begin TEXT PASSAGE

The first metal layer may be a seed layer of the first circuit pattern 210 and the second circuit pattern 220. The first metal layer may be formed in a single layer or in multiple layers. The first metal layer may include copper. The first metal layer may be formed through electroless plating or sputtering after disposing a buffer layer described below on the substrate 100.

In addition, the second metal layer may be a plating layer. In detail, the second metal layer may be a plating layer formed by electroplating using the first metal layer as a seed layer.

A thickness of the first metal layer may be smaller than a thickness of the second metal layer.

For example, the thickness of the first metal layer may be 0.7 µm to 2 µm, and the thickness of the second metal layer may be 10 µm to 25 µm.

The first metal layer and the second metal layer may include the same metal material. For example, the first metal layer and the second metal layer may include copper (Cu).

A plating layer may be further disposed on the second metal layer. The plating layer may serve as an adhesive layer capable of electrically adhering to the chip C. In detail, the plating layer may include tin (Sn).

The plating layer may be formed on the entire wiring portion and pad portion of the circuit patterns. In addition, the plating layer may be formed in one layer or two layers.

The plating layer needs to be a pure plating layer in order to serve as an adhesion to the chip C. To this end, a thickness of the plating layer on the pad portion may be formed to be 0.1 µm or more, 0.2 µm or more, 0.3 µm or more, 0.4 µm or more, 0.5 µm or more, or 10 µm or less.

When the thickness of the plating layer on the pad portion is less than 0.1 µm, when the plating layer is formed, the second metal layer of the circuit pattern, that is, copper is diffused into the plating layer, and a pure tin plating layer may not be formed, and thus an adhesive force with the chip C may be reduced.

In addition, when the thickness of the plating layer exceeds 10 µm, a thickness of the flexible circuit board may be increased.

Accordingly, the plating layer may be formed in one layer with a thickness of 0.1 µm or more, 0.2 µm or more, 0.3 µm or more, 0.4 µm or more, 0.5 µm or more, or 10 µm or less on upper and side surfaces of the circuit pattern, or 0.1 µm or less on the wiring portion of the circuit pattern and may be formed in two layers with a thickness of 0.1 µm or more, 0.2 µm or more, 0.3 µm or more, 0.4 µm or more, 0.5 µm or more, or 10 µm or less. In detail, the wiring portion of the circuit pattern may be formed thin to prevent cracks due to the plating layer when the flexible circuit board is bent, and the pad portion may be formed thick to facilitate contact with the chip C.

The first circuit pattern 210, the second circuit pattern 220, and the third circuit pattern 230 may be disposed to have a thickness of 2 µm to 25 µm. For example, the first circuit pattern 210, the second circuit pattern 220, and the third circuit pattern 230 may be disposed to have a thickness of 5 µm to 20 µm. For example, the first circuit pattern 210, the second circuit pattern 220, and the third circuit pattern 230 may be disposed to have a thickness of 7 µm to 15 µm.

end TEXT PASSAGE
begin EXTRACTED RECORDS

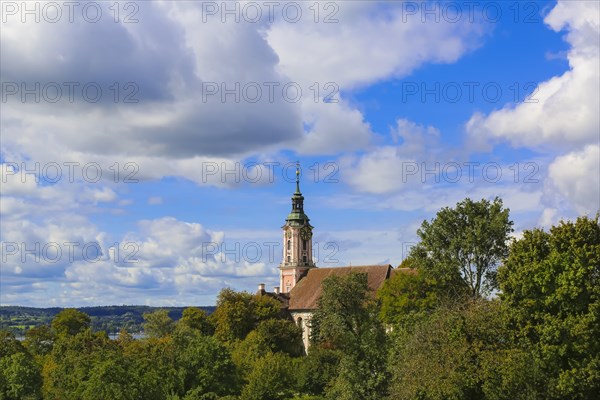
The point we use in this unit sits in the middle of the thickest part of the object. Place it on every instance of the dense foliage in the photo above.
(110, 319)
(429, 333)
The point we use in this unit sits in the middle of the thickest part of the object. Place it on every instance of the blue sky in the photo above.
(430, 105)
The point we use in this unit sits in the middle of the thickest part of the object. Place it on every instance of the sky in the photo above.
(148, 148)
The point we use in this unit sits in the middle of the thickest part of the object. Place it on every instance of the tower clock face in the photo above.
(305, 233)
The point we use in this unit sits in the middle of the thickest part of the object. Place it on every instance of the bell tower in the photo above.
(297, 242)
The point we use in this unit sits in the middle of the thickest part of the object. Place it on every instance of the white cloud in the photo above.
(564, 111)
(576, 177)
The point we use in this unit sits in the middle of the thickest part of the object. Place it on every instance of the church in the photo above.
(299, 278)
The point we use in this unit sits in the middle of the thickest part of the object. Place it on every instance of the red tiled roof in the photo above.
(411, 271)
(306, 293)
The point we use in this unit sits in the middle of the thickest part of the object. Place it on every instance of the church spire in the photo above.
(298, 178)
(297, 242)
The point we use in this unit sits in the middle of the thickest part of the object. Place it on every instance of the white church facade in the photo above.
(299, 278)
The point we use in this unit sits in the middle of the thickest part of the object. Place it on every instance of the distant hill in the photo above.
(110, 319)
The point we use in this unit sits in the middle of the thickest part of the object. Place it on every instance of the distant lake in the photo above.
(112, 336)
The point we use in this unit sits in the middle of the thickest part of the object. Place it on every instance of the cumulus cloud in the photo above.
(575, 176)
(564, 113)
(563, 120)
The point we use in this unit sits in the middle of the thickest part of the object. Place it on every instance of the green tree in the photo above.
(70, 322)
(39, 340)
(20, 377)
(238, 313)
(462, 247)
(272, 378)
(318, 369)
(158, 324)
(272, 335)
(407, 292)
(462, 351)
(346, 319)
(205, 364)
(551, 284)
(196, 318)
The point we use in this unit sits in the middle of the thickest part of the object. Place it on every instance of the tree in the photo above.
(70, 322)
(272, 335)
(158, 324)
(346, 319)
(39, 340)
(204, 363)
(272, 378)
(551, 284)
(196, 318)
(407, 292)
(19, 378)
(238, 313)
(462, 351)
(462, 247)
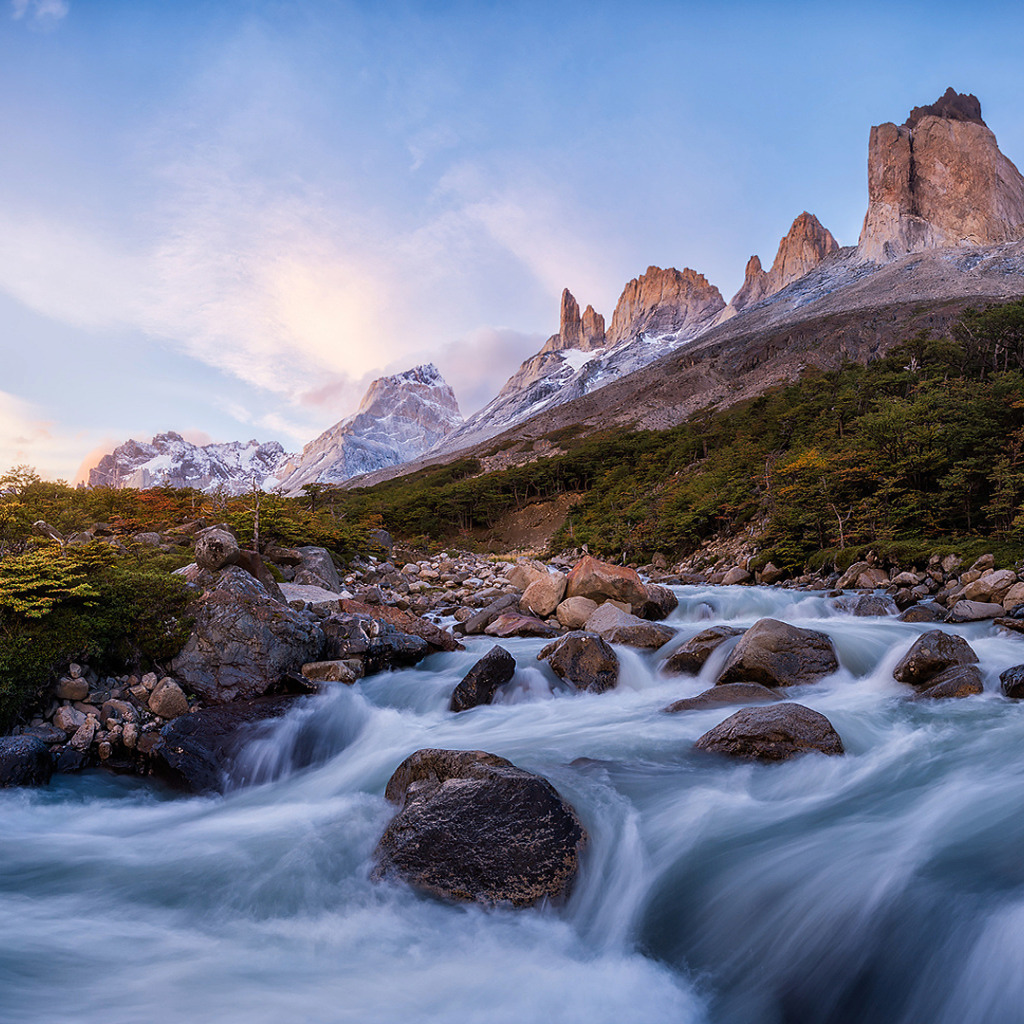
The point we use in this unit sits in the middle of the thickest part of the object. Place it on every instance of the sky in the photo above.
(225, 218)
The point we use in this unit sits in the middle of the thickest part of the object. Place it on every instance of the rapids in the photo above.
(884, 886)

end EXTRACTED RECORDS

* [CHALLENGES]:
1. Transcribe the stretch of the circuit board text from "In addition, the second" through "10 µm to 25 µm.".
2. Name every process the circuit board text gives for forming a metal layer.
The records are separate material and not part of the circuit board text.

* [EXPECTED RESPONSES]:
1.
In addition, the second metal layer may be a plating layer. In detail, the second metal layer may be a plating layer formed by electroplating using the first metal layer as a seed layer.

A thickness of the first metal layer may be smaller than a thickness of the second metal layer.

For example, the thickness of the first metal layer may be 0.7 µm to 2 µm, and the thickness of the second metal layer may be 10 µm to 25 µm.

2. Electroless plating, sputtering, electroplating